---------- EXTRACTED INFORMATION ----------
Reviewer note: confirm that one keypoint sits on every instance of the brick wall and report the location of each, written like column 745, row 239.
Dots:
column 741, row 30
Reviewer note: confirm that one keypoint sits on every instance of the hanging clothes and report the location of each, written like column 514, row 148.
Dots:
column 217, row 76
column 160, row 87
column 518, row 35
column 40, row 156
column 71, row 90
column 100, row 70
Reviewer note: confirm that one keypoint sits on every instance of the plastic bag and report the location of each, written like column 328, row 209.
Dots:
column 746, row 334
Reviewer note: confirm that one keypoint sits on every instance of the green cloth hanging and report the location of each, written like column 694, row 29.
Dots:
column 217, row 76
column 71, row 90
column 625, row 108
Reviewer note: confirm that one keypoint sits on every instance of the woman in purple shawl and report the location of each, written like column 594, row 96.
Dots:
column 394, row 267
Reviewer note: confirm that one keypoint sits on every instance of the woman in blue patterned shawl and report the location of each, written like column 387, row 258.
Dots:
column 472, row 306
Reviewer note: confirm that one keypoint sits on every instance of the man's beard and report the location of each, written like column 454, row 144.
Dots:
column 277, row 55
----------
---------- EXTRACTED INFORMATION ----------
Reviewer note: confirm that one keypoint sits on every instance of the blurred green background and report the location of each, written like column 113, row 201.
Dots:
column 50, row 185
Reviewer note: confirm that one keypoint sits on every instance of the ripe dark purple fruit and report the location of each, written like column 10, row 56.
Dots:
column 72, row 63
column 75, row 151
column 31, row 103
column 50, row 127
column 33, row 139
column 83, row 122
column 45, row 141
----------
---------- EXTRACTED INFORMATION ----------
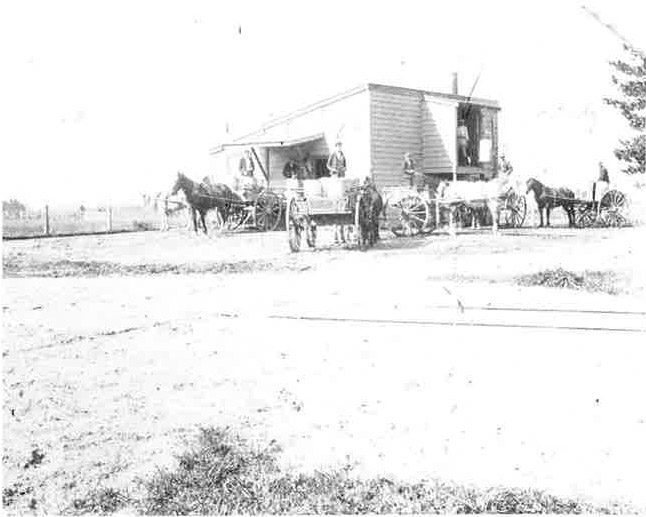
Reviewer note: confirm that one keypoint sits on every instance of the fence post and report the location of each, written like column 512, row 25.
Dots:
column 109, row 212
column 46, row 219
----------
- ASSIGNMENT -
Lines in the data that include the word "hanging" should all be copied.

- OUTPUT FOR THIS TASK -
Reviewer note: confirm that one keypoint sits on every instance of the hanging clothes and report the location of each, written like column 514, row 148.
Reviewer note: confirm that one keypoint sits on every instance of the green cloth hanging and report the location of each, written like column 694, row 29.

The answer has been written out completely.